Task item: Your answer should consist only of the lines below from the one with "like [1307, 710]." through the one with "like [158, 9].", copied exactly.

[Records excerpted from a collection]
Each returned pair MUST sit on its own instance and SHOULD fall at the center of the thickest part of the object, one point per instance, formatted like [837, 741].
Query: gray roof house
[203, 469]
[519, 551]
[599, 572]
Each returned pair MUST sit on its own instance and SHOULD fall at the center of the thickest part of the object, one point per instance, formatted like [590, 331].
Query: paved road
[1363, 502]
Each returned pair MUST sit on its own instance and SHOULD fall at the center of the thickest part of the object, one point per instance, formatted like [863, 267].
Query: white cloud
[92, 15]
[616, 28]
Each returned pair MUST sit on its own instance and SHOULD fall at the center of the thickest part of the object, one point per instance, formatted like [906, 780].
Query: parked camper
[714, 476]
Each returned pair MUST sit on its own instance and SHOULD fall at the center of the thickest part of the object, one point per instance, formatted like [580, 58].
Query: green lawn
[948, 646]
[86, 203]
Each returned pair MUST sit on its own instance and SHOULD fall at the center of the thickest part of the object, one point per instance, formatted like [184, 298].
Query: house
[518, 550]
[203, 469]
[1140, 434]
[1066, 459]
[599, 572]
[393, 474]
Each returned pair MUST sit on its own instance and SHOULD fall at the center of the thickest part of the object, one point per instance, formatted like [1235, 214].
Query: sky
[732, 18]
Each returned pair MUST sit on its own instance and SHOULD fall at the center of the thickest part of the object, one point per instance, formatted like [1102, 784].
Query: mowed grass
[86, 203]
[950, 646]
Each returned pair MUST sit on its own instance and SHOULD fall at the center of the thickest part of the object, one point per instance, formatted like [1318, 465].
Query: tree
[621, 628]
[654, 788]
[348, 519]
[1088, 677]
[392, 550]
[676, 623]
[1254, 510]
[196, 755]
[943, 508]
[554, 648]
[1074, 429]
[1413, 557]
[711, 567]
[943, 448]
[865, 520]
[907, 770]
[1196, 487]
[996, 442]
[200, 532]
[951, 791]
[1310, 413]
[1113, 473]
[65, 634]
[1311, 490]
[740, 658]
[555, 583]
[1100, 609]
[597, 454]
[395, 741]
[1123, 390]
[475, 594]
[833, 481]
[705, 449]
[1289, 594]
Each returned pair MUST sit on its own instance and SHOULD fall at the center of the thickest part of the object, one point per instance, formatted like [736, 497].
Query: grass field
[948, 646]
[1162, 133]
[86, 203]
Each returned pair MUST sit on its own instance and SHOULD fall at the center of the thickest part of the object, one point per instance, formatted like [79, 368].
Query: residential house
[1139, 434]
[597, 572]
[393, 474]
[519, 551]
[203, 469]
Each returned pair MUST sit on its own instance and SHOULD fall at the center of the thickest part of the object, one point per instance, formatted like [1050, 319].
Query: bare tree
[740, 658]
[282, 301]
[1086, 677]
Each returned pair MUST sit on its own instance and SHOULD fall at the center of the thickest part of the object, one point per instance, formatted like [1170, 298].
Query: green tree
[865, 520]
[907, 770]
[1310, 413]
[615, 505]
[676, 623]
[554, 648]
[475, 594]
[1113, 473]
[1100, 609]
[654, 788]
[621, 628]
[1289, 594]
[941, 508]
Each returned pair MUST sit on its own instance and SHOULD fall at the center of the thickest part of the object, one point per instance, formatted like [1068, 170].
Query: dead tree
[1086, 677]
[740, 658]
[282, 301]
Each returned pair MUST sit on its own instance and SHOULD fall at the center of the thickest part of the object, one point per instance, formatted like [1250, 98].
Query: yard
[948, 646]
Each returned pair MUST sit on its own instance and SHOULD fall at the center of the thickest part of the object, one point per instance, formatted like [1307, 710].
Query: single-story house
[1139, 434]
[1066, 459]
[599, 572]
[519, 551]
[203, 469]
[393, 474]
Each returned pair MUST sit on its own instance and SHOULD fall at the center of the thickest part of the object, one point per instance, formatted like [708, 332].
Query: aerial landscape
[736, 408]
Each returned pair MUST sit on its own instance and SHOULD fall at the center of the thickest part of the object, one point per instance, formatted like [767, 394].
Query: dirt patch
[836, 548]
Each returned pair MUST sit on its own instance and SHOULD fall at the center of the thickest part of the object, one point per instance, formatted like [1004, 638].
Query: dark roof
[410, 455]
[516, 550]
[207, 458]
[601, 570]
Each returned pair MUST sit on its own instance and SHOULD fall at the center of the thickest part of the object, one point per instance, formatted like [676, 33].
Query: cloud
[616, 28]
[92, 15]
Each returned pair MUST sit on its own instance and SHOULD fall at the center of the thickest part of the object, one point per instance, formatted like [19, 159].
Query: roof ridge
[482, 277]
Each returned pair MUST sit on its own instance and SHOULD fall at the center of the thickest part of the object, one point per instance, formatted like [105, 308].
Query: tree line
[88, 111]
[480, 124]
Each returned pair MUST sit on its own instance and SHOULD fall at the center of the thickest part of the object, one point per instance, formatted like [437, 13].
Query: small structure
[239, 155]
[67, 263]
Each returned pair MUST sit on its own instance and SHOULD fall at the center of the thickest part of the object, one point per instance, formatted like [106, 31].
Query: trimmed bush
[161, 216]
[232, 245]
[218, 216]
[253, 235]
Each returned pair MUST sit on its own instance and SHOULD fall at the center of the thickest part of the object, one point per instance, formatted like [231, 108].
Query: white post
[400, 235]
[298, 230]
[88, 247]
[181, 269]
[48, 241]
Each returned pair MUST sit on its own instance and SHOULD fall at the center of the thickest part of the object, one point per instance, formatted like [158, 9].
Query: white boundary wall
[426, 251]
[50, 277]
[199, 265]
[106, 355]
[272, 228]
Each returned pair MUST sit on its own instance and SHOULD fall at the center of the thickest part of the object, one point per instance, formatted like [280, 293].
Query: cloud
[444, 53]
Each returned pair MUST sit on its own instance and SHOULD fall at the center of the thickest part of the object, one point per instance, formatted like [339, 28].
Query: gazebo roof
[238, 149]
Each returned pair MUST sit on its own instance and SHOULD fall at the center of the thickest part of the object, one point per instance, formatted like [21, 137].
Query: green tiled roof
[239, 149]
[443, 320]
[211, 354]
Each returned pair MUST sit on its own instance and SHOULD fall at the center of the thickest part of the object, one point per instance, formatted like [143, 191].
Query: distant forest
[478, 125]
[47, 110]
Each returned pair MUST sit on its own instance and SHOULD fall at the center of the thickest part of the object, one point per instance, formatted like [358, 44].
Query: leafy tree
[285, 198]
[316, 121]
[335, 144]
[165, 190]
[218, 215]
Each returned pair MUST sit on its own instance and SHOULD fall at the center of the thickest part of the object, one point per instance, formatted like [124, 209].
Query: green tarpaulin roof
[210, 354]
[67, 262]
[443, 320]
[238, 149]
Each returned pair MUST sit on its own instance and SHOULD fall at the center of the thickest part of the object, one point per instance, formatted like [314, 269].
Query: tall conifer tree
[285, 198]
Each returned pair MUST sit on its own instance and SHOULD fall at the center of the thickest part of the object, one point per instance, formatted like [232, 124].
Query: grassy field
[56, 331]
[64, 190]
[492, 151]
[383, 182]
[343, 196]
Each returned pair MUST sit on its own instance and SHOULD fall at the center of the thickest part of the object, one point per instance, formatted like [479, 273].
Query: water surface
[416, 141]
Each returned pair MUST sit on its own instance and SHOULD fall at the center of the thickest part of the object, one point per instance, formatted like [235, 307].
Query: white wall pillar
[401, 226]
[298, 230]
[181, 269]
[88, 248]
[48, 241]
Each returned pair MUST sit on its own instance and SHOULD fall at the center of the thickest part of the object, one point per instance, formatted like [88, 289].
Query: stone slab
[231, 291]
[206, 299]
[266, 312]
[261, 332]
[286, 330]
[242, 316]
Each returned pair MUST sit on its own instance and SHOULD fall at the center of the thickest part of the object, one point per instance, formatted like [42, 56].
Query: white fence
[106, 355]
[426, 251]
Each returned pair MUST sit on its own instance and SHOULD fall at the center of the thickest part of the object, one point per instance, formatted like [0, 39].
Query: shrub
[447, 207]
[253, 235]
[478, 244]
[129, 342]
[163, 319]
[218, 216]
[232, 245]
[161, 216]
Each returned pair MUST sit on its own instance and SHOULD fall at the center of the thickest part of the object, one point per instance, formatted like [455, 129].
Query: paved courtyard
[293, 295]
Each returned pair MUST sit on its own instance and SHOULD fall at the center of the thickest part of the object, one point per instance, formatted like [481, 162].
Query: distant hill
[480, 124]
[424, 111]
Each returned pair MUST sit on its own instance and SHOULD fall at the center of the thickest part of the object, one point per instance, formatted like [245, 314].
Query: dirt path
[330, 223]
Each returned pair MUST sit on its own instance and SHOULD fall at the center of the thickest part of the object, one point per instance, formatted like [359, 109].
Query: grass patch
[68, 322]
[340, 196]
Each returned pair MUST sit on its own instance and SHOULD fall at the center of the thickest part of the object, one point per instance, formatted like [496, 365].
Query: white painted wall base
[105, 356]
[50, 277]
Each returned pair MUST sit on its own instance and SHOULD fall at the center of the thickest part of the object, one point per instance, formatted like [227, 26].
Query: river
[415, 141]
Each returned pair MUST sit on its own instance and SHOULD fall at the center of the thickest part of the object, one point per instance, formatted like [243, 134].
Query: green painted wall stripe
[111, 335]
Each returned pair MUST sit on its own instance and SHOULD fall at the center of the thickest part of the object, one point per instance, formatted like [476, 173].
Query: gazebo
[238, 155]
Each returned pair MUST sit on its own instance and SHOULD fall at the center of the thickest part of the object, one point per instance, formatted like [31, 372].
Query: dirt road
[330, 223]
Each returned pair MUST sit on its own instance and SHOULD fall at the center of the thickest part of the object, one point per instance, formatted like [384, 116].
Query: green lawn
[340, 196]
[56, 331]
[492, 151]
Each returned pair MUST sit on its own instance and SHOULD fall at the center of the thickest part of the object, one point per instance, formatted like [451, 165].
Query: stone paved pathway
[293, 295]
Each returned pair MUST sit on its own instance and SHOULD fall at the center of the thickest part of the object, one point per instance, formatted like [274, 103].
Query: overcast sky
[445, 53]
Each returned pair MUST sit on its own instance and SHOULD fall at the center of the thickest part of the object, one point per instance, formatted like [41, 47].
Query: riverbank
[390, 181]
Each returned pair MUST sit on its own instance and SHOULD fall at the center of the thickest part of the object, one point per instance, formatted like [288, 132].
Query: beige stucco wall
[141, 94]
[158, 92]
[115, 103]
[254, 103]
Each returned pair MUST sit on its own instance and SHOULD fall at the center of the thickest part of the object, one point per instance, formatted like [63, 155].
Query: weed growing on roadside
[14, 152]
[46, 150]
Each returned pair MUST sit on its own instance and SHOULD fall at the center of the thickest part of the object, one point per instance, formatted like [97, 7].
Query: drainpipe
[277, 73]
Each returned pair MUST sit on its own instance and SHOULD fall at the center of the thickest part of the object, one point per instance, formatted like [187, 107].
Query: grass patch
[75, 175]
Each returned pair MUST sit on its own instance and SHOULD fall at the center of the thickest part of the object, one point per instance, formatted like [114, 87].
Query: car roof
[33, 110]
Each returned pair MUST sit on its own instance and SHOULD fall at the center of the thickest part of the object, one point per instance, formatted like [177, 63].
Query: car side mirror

Answer to this problem:
Each returned pair MUST sit on its own instance and SHOULD fall at the center of the thickest part of the object, one point per instance, formatted like [1307, 710].
Query: single-story house
[1139, 434]
[1066, 459]
[599, 572]
[519, 551]
[203, 469]
[393, 474]
Each returned pair MUST sit on its own instance and SHOULD fall at the center of the thickest part of the object, one point per instance, formatted like [708, 332].
Query: aerial landscape
[736, 408]
Each returned pair MUST sit on its own instance and SHOULD fall at the center of the thickest part of the object, one point per instance, formatted like [767, 394].
Query: dirt patch
[836, 548]
Each returned pair MUST sit on its own instance and SHOULD fall at the center of the thickest part of the object, one point per instance, formatted like [1004, 638].
Query: dark roof
[410, 455]
[516, 550]
[207, 458]
[601, 570]
Each returned pair MUST sit on its own instance and SHOULD fall at the center of the thickest part of the object, one point per instance, formatted like [676, 33].
Query: cloud
[616, 28]
[92, 15]
Each returned pair MUST sit on its own instance and SHOULD fall at the center of the thickest part of the object, one point per instance, formatted like [19, 159].
Query: roof ridge
[482, 277]
Each returned pair MUST sit on its own instance and SHOULD fall at the center of the thickest part of the object, one point per instance, formatted like [105, 308].
Query: tree line
[88, 111]
[480, 124]
Each returned pair MUST sit on its own instance and SHOULD fall at the center of the thickest part of the object, one point per instance, formatted like [437, 13].
Query: small structure
[239, 155]
[67, 263]
Each returned pair MUST sit on its own instance and SHOULD fall at the center of the thickest part of the object, one point per instance, formatted like [106, 31].
Query: trimmed bush
[161, 216]
[232, 245]
[218, 216]
[253, 235]
Each returned pair MUST sit on its own instance and SHOULD fall at the center of the thickest part of the object, one point per instance, formatted like [231, 108].
Query: white post
[400, 235]
[298, 230]
[88, 247]
[181, 269]
[48, 241]
Each returned pair MUST sit on its own instance and SHOULD fall at the center of the thickest part of the object, one point per instance, formatted like [158, 9].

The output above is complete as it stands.